The task:
When you reproduce the listing below, keep every entry exactly as written.

Entries provided:
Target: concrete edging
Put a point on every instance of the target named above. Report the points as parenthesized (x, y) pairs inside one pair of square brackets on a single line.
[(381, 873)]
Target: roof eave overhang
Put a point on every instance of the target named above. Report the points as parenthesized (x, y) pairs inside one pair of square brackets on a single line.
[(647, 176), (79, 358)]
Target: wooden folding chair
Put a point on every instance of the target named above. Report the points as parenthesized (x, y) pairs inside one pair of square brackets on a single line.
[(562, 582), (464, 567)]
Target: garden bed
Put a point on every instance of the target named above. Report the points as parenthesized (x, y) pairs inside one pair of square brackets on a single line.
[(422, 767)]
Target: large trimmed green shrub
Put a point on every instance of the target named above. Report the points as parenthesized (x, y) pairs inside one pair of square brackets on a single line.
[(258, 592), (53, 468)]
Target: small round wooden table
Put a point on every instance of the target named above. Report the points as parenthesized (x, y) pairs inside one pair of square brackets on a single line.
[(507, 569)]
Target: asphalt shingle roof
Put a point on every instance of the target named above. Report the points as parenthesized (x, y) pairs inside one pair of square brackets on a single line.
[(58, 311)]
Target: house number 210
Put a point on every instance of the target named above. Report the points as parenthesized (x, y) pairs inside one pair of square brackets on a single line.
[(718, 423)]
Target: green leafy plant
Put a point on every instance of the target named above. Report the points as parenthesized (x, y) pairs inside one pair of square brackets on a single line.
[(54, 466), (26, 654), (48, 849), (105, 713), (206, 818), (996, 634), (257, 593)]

Response box:
Target: concrete edging
Put a point on every instance of the target named above. Report the points as parenthesized (x, y) pairs inside one pair of square brackets on a single line.
[(381, 873)]
Target: roof eave overhang
Put a point on every instance of the target named above. Report the points as parenthesized (x, y) pairs inside one pair of square brackets on a single line.
[(647, 176), (79, 358)]
Target: wooden folding chair
Put a point on every instance of the target named above. Report the points as parenthesized (x, y) pairs inside one pair of square brackets on a single line.
[(562, 582), (464, 567)]
Target: garden bed
Put a point on every instance of the target named above. Report the points as parenthesized (x, y) pairs inside one pair of square brackets on a single line.
[(422, 767)]
Target: large trimmed green shrub
Put a point on every instance of the target named above. Report the points as parenthesized (x, y) pairs inside one pair of square brackets on a single line.
[(258, 592), (53, 468)]
Target: small round wooden table
Put a point on every instance of the target named above. Report the points as parenthesized (x, y) pairs inside one pair of square brackets on a single line.
[(507, 569)]
Target: asphalt shingle roof
Put a point on every instance of the target named above. Report the points as parenthesized (x, y) pairs inside one pair of square brackets on a single line.
[(58, 311)]
Target: house number 210
Put a point on every instance of the target named above. Report the points as parenthesized (x, y) pairs inside one pair of square brackets on a single line.
[(718, 423)]
Target: green leafy plant
Put a point on every instance of the target named above. Report the points as parenthesized (x, y) pairs inside one pair of square brackets on a single line.
[(54, 466), (26, 654), (48, 849), (105, 713), (206, 818), (996, 634), (257, 593)]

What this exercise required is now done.